Write out, word for word, every line from the one containing "# sample of" through the final line of the records.

(Available data Opens)

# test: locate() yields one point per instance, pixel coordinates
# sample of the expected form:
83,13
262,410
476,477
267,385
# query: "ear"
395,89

(Available data Closes)

__Exercise answer__
# sample of the expected form:
83,13
262,410
476,477
267,385
# query: "ear"
395,89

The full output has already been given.